= Data supplied =

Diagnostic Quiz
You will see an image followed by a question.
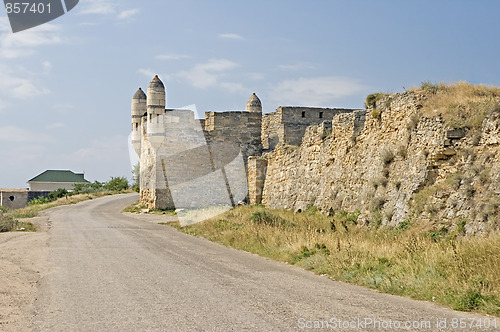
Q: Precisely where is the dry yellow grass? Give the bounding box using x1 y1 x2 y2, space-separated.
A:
412 82 500 129
173 207 500 315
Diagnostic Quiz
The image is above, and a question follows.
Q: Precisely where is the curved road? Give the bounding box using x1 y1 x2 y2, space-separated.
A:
32 194 500 331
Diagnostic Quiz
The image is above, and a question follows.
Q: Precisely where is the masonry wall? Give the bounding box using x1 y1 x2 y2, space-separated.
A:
205 111 262 160
141 110 250 209
248 157 267 204
262 92 500 234
262 108 284 150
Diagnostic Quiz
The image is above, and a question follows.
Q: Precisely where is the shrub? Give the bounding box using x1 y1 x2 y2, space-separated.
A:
0 216 16 233
104 176 129 191
420 81 446 94
365 92 387 108
250 211 289 227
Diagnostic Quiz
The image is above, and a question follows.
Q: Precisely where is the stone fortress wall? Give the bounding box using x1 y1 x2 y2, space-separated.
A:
132 77 500 234
132 76 354 209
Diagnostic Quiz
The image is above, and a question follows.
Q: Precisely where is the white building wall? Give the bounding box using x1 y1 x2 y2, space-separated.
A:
28 182 73 191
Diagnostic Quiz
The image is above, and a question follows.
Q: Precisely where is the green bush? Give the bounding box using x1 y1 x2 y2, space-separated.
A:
365 92 387 108
104 176 129 191
250 211 290 227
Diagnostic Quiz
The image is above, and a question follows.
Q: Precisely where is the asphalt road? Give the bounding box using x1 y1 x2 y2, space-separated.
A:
32 194 500 331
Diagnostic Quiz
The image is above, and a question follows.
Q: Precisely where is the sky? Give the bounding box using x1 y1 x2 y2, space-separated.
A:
0 0 500 188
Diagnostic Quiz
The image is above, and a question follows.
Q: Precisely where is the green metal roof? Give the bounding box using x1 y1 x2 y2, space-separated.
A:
28 170 89 183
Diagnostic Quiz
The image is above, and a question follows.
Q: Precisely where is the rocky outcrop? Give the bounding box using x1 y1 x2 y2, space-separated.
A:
262 91 500 234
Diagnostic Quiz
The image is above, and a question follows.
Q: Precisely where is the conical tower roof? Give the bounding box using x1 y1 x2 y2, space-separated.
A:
246 92 262 112
148 75 165 89
132 88 146 99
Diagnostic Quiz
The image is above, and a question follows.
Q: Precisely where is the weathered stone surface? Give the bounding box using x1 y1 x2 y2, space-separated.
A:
262 92 500 233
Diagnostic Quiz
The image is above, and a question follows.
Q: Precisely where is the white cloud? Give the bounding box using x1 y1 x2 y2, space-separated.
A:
137 68 170 82
45 122 66 130
117 8 139 20
248 73 266 81
219 82 248 93
52 104 76 114
278 62 316 71
0 17 63 59
42 61 52 74
217 33 243 40
270 76 366 106
68 135 128 165
0 66 50 99
177 59 238 89
77 0 116 15
0 126 52 144
155 54 191 60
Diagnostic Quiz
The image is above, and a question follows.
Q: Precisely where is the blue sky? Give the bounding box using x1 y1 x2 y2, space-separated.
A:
0 0 500 188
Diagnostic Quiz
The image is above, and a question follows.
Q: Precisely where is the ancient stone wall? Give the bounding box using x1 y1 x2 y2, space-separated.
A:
248 157 267 204
140 110 250 209
205 111 262 159
262 92 500 233
262 108 284 150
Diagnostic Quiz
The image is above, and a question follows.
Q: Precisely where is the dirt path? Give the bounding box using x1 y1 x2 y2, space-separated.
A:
0 195 499 332
0 215 49 332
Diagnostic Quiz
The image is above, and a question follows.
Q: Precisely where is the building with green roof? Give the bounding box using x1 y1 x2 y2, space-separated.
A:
28 170 89 191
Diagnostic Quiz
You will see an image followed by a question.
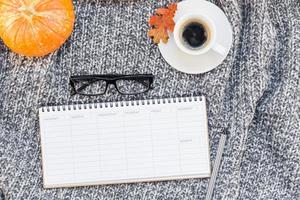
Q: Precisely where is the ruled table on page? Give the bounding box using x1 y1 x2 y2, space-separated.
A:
40 97 210 187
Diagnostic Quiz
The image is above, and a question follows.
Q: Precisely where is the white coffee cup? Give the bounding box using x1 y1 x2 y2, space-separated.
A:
174 14 226 55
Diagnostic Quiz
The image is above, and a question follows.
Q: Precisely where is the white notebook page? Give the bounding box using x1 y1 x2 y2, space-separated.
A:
39 97 210 188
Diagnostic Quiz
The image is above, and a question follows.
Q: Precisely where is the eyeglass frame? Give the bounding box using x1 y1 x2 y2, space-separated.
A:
70 74 154 96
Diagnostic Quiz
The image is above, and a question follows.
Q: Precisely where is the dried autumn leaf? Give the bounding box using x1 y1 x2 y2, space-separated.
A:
148 3 177 44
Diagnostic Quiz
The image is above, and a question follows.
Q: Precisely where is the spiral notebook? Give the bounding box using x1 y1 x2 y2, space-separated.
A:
39 97 210 188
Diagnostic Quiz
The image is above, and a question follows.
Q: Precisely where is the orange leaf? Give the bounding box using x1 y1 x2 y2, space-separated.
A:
148 3 177 44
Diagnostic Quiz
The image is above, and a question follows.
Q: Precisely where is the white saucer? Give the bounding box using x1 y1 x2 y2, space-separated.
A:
158 0 232 74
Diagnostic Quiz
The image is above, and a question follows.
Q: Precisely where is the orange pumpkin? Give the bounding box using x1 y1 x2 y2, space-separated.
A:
0 0 75 57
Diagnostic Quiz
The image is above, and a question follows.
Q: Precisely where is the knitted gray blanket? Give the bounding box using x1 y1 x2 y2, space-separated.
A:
0 0 300 200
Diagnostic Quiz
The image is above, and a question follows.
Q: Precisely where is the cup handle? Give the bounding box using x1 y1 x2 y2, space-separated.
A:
212 43 226 55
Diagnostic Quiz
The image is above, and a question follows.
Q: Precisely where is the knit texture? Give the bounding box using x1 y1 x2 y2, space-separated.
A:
0 0 300 200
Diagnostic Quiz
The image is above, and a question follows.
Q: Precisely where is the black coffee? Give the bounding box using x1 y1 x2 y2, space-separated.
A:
182 22 208 48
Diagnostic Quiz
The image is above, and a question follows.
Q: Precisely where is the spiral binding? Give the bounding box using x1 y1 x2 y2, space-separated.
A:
41 96 202 112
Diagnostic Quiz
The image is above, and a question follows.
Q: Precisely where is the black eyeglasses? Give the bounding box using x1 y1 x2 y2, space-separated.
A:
70 74 154 96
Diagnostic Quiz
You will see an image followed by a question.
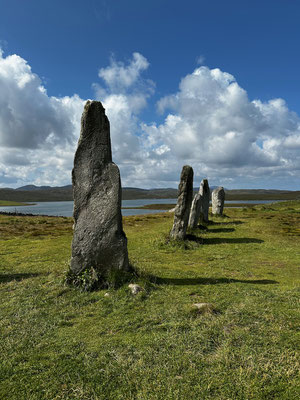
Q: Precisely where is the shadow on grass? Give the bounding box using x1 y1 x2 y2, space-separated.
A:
151 276 279 286
0 272 41 283
208 228 235 233
208 221 245 225
203 238 264 244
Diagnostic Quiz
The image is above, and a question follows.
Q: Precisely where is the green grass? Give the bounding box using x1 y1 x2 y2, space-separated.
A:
0 201 300 400
0 200 32 207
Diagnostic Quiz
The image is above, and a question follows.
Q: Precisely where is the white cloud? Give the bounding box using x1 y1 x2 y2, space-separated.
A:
138 67 300 187
0 51 84 185
0 52 300 188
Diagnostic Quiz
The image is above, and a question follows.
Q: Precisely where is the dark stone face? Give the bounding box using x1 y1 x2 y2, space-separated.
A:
189 179 210 228
199 179 210 222
170 165 194 240
211 186 225 215
70 101 129 284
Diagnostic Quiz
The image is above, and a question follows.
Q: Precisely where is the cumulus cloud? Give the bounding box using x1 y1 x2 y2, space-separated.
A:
0 48 300 188
94 53 155 167
0 51 83 184
137 67 300 186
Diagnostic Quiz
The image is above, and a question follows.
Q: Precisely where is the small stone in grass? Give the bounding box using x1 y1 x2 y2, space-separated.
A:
193 303 216 314
128 283 143 294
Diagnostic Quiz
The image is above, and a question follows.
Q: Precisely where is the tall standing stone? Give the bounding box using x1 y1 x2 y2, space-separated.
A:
199 179 210 222
189 192 202 228
189 179 210 228
170 165 194 240
70 101 129 282
211 186 225 215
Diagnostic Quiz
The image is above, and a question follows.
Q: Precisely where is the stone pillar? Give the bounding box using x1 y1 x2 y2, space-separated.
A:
70 101 130 283
189 193 202 229
170 165 194 240
199 179 210 222
211 186 225 215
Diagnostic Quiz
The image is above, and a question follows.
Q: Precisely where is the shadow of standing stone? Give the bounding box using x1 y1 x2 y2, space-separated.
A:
69 101 130 289
170 165 194 240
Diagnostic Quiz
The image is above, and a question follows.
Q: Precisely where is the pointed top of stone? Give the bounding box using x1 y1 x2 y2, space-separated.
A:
75 100 112 163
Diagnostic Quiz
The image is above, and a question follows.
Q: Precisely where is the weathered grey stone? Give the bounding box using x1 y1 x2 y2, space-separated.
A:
128 283 143 295
199 179 210 222
70 101 130 281
170 165 194 240
211 186 225 215
193 303 216 314
189 179 210 228
189 193 202 228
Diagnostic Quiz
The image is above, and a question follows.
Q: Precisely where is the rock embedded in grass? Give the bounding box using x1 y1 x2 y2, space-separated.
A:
128 283 143 295
211 186 225 215
70 101 130 287
170 165 194 240
193 303 216 314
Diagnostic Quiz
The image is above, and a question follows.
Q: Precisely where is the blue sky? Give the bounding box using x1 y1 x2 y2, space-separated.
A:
0 0 300 190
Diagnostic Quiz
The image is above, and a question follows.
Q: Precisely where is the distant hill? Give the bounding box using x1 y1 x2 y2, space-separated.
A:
0 185 300 202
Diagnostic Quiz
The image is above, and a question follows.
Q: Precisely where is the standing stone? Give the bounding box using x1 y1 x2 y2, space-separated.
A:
170 165 194 240
211 186 225 215
70 101 129 283
189 193 202 229
199 179 210 222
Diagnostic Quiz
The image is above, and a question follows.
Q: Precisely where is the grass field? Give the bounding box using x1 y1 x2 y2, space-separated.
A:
0 201 300 400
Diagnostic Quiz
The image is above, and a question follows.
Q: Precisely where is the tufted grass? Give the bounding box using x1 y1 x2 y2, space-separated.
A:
0 201 300 400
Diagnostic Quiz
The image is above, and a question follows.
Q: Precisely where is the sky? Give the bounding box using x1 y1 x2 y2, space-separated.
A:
0 0 300 190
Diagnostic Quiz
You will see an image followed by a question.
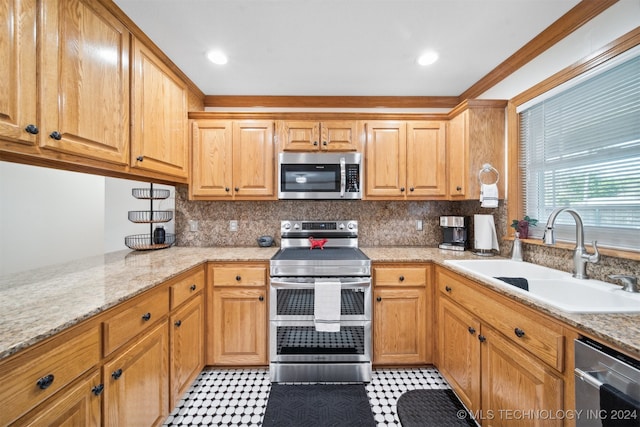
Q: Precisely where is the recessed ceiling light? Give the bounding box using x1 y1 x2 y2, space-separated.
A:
207 50 229 65
418 51 438 66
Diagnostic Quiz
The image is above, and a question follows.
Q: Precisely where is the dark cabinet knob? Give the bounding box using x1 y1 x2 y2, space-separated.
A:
24 125 40 135
91 384 104 396
111 369 122 380
36 374 55 390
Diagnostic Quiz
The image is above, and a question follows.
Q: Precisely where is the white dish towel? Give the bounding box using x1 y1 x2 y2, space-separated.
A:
313 279 342 332
480 184 498 208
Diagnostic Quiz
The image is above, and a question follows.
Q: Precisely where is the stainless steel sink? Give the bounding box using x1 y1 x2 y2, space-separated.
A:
445 259 640 313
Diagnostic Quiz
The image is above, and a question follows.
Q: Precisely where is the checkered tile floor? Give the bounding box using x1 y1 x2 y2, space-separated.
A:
164 368 449 427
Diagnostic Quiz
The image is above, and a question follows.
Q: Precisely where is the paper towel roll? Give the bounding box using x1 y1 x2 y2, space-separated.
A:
473 215 500 252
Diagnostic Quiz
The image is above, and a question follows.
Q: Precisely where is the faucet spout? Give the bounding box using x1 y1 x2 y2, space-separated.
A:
543 207 600 279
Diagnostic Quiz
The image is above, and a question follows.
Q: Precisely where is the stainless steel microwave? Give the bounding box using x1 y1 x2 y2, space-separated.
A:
278 153 362 200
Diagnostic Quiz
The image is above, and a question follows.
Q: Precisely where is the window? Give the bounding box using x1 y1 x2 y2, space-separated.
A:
519 49 640 251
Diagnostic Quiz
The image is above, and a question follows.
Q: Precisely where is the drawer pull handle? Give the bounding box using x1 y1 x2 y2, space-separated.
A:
36 374 55 390
91 384 104 396
111 369 122 380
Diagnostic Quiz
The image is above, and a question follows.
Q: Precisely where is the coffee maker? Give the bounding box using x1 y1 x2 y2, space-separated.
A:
438 216 469 251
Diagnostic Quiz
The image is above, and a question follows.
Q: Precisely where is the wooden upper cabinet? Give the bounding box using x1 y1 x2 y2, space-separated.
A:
131 38 189 178
447 101 505 200
38 0 131 165
406 121 447 198
189 120 276 200
0 0 39 147
278 120 358 151
365 121 407 199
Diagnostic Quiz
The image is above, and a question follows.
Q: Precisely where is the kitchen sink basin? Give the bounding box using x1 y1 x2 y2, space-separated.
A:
445 259 640 313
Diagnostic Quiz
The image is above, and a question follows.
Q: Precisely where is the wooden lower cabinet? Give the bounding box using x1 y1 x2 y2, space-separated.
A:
373 264 432 365
213 288 268 366
103 321 169 426
169 293 204 407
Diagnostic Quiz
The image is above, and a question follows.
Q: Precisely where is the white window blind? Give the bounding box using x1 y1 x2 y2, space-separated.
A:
519 51 640 251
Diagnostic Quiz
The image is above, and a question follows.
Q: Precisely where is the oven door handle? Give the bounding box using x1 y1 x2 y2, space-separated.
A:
271 279 371 289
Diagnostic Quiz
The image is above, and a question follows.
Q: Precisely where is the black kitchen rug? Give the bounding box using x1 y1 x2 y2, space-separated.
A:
262 384 376 427
397 389 477 427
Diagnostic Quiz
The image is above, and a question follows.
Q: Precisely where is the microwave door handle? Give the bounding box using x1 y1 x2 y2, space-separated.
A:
340 157 347 197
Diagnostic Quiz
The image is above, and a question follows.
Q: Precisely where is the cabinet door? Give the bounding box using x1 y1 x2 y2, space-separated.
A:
480 327 564 427
373 288 427 364
447 111 469 199
170 293 204 407
0 0 38 147
17 371 102 427
365 122 407 199
278 121 320 151
407 122 447 199
131 38 189 178
213 288 268 365
320 120 358 151
438 298 480 411
39 0 130 165
233 121 275 199
189 120 233 199
103 321 169 426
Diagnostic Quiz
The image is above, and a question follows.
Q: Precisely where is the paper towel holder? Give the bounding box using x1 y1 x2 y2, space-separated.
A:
478 163 500 185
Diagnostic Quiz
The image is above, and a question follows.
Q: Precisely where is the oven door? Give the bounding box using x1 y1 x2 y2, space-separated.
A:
269 277 371 322
269 320 371 363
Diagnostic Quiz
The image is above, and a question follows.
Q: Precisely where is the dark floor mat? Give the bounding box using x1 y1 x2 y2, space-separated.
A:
397 389 477 427
262 384 376 427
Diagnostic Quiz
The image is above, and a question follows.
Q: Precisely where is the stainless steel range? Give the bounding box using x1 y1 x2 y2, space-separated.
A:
269 221 371 382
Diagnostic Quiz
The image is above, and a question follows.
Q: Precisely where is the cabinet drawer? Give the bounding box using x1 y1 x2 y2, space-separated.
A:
438 271 564 372
373 267 427 286
0 324 100 425
103 288 169 356
170 268 204 309
212 266 267 286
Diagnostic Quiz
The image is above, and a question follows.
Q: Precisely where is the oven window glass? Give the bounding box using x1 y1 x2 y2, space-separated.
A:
277 289 364 316
277 326 365 355
280 164 340 192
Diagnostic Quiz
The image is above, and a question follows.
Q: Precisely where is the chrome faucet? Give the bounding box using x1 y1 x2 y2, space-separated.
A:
542 208 600 279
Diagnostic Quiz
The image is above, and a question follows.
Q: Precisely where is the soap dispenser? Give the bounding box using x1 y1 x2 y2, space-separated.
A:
511 231 522 261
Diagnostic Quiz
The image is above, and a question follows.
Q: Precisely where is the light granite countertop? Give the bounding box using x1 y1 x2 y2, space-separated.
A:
0 247 640 359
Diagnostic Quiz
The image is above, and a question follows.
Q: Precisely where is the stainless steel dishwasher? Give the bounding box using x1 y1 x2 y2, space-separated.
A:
575 338 640 427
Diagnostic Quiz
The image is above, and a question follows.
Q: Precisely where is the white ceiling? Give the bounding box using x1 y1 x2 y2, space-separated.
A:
114 0 579 96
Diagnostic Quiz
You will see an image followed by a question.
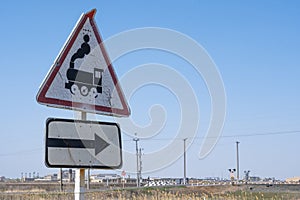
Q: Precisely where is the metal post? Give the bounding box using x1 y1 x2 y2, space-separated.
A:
139 148 143 186
133 138 140 187
74 112 87 200
183 138 187 185
236 141 240 181
59 168 63 192
86 169 91 190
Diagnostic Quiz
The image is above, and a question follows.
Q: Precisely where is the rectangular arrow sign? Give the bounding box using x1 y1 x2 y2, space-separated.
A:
45 118 122 169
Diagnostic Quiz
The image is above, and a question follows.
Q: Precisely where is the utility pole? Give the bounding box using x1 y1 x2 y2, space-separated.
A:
133 138 140 187
236 141 240 182
183 138 187 185
86 168 91 190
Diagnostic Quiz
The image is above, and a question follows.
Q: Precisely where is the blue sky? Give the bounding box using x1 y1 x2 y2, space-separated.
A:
0 0 300 179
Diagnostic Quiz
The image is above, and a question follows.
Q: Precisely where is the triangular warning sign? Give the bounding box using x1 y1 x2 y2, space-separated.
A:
37 9 130 116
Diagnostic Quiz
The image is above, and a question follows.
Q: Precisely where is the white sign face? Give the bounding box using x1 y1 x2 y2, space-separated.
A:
45 118 122 169
37 10 130 116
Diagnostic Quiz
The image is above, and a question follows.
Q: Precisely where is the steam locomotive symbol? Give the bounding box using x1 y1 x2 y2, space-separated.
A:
65 35 103 98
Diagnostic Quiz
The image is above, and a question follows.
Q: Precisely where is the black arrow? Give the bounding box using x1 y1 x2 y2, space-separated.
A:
46 133 109 156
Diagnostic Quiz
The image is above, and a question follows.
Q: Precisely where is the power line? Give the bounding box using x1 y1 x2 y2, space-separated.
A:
123 130 300 142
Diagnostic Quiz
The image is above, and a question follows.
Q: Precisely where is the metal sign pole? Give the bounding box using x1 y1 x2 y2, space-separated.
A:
74 112 87 200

= Do this =
Find every line above that contains the word "paper", and copy each of those lines in full.

= Output of the exercise =
Q: Precisely where is the paper towel roll? Give the bounding box using x1 y1 x2 y2, space-separated.
Q: Precisely where is the paper towel holder? Give the bounding box using x1 y1 x2 y2, space-separated.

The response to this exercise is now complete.